| WHAT TO WORK ON |
Copy every line from the records that holds the word "below".

[Stored data entries]
● ● ● ● ●

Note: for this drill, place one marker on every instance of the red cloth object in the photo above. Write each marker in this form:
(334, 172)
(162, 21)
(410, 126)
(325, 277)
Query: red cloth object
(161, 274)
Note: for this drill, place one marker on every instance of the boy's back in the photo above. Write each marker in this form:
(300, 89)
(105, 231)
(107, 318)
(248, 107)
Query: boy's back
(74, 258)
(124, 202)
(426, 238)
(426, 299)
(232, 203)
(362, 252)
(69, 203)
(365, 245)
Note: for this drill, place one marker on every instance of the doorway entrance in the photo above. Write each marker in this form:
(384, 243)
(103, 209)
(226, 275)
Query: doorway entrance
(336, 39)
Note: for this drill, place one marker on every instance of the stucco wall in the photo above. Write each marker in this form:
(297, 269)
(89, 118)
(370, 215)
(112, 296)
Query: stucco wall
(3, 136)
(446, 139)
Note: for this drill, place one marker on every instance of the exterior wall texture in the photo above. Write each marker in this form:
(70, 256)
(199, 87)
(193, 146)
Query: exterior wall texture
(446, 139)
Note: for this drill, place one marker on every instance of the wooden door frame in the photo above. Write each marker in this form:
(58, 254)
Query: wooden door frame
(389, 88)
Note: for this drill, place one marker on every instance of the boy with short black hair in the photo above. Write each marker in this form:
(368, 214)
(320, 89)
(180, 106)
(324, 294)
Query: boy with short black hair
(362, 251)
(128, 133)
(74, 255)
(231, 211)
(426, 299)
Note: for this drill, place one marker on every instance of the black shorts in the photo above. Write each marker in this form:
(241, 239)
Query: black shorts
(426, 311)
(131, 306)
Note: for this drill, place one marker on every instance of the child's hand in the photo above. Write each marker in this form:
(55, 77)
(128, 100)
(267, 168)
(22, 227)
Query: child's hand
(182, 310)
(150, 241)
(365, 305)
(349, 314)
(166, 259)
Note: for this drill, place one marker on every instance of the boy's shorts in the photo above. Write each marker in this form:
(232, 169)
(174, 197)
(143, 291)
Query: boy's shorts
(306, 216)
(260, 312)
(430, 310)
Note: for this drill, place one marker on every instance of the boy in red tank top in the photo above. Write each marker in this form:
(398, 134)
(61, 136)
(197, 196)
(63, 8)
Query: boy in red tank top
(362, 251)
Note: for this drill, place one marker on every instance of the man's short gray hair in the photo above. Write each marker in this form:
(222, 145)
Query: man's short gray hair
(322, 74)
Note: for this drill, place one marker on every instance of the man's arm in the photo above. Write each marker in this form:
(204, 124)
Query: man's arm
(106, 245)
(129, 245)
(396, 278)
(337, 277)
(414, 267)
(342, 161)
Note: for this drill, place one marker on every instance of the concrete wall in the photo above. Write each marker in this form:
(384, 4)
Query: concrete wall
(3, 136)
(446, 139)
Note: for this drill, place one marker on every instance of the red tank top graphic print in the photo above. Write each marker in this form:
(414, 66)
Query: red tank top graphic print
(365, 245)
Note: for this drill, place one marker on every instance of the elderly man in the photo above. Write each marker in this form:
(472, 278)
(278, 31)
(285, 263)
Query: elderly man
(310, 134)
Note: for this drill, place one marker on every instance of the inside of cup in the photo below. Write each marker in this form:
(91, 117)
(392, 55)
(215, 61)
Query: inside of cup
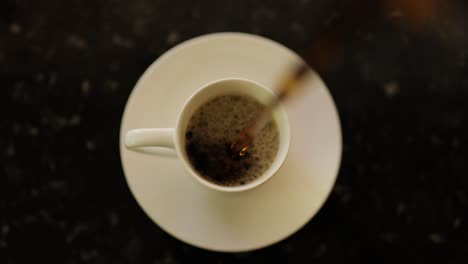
(233, 87)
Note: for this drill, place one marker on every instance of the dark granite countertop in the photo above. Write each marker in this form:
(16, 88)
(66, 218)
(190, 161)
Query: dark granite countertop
(67, 68)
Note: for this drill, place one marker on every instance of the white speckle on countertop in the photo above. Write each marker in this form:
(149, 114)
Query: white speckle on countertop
(120, 41)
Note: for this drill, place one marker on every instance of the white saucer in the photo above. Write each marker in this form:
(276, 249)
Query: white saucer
(236, 221)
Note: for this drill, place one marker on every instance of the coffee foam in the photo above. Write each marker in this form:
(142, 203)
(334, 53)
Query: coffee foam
(211, 130)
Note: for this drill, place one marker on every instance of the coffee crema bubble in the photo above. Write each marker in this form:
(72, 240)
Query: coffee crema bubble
(211, 131)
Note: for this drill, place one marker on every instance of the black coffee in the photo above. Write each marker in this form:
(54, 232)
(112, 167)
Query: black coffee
(213, 128)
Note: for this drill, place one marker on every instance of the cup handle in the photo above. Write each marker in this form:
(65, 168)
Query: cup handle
(150, 137)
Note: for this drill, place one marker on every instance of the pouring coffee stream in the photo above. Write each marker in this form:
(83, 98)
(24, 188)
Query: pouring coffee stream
(329, 47)
(247, 135)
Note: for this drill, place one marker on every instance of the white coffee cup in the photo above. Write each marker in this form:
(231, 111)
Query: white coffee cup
(174, 138)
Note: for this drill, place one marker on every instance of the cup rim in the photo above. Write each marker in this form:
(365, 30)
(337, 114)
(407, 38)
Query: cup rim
(277, 163)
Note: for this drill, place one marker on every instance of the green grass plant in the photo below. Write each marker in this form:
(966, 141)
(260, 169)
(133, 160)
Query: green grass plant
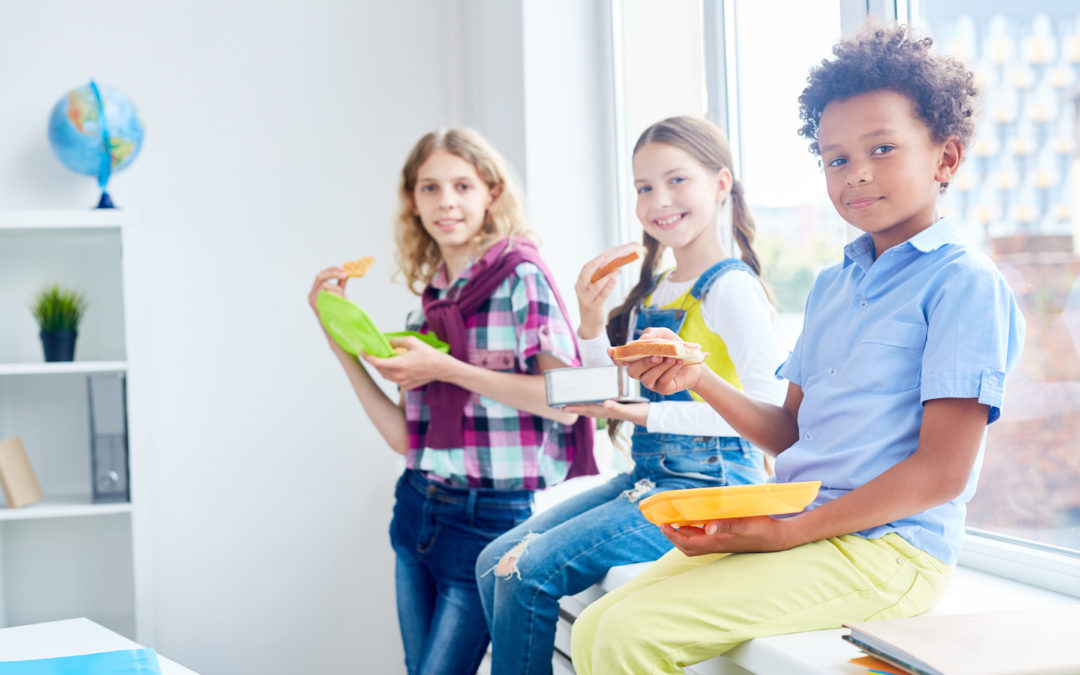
(56, 308)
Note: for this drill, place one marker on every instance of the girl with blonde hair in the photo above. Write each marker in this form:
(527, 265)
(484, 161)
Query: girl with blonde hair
(474, 427)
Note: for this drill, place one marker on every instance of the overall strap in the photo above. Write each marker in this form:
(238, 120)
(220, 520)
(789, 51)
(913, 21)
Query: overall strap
(709, 277)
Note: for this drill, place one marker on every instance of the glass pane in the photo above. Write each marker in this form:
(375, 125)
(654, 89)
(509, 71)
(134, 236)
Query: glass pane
(798, 229)
(1015, 197)
(664, 73)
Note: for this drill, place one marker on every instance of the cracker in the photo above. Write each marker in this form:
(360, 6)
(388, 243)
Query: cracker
(359, 267)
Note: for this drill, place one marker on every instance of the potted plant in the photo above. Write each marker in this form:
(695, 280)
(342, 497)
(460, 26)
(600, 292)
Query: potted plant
(58, 311)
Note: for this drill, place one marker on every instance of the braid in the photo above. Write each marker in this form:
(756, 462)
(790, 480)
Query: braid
(618, 326)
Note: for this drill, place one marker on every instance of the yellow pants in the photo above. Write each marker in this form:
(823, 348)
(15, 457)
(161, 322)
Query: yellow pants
(683, 610)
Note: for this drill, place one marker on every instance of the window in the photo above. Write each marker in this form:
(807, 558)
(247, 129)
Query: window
(1015, 197)
(799, 231)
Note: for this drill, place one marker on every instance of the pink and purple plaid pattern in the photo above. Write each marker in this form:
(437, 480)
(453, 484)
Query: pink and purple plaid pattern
(504, 448)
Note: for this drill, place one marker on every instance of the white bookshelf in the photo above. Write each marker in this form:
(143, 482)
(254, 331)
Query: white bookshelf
(84, 367)
(63, 508)
(66, 556)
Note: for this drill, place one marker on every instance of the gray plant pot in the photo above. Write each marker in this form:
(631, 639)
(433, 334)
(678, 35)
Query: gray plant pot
(58, 345)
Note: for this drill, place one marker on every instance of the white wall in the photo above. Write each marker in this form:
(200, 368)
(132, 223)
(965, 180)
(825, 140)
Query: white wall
(274, 132)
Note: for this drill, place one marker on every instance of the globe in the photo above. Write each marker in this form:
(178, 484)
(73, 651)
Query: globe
(95, 130)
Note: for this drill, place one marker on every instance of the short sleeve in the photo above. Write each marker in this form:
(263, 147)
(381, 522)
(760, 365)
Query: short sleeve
(540, 325)
(974, 336)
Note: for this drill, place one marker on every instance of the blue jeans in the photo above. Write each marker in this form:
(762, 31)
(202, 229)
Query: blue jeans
(571, 545)
(436, 532)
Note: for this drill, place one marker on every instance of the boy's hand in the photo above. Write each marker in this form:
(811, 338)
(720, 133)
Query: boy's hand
(664, 376)
(418, 365)
(636, 413)
(758, 534)
(332, 280)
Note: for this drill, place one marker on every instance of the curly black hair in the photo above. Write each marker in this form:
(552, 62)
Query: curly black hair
(890, 57)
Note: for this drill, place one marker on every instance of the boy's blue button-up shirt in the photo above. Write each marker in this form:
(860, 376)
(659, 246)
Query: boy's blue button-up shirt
(929, 319)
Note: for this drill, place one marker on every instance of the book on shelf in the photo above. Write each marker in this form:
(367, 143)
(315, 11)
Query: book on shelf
(993, 643)
(16, 477)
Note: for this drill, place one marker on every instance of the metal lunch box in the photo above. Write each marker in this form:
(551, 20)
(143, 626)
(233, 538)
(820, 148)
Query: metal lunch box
(591, 385)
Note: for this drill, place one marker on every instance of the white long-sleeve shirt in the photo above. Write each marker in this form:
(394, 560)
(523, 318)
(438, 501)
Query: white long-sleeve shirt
(737, 309)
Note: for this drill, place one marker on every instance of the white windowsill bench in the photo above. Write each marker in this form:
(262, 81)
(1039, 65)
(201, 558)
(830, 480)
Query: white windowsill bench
(818, 652)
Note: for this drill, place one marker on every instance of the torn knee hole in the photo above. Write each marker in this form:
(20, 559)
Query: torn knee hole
(508, 564)
(639, 489)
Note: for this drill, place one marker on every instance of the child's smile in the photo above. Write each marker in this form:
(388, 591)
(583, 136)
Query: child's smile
(676, 197)
(882, 167)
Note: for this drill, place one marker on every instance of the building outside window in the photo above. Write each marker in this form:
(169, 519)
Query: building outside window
(1014, 197)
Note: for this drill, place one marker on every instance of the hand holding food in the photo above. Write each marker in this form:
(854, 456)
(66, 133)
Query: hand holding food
(617, 257)
(359, 267)
(687, 352)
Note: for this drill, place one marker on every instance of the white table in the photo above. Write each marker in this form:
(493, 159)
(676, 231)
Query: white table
(68, 638)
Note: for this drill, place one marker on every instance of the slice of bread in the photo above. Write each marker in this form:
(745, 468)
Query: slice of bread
(623, 255)
(359, 267)
(689, 352)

● ● ● ● ●

| REPLY TO THE TASK |
Note: for this drill, place one marker on every instance of the inside of cup in the photo below. Write each marker in this form:
Note: for this drill, place one marker on every instance of the green grass plant in the photo below. Write each marker in this form:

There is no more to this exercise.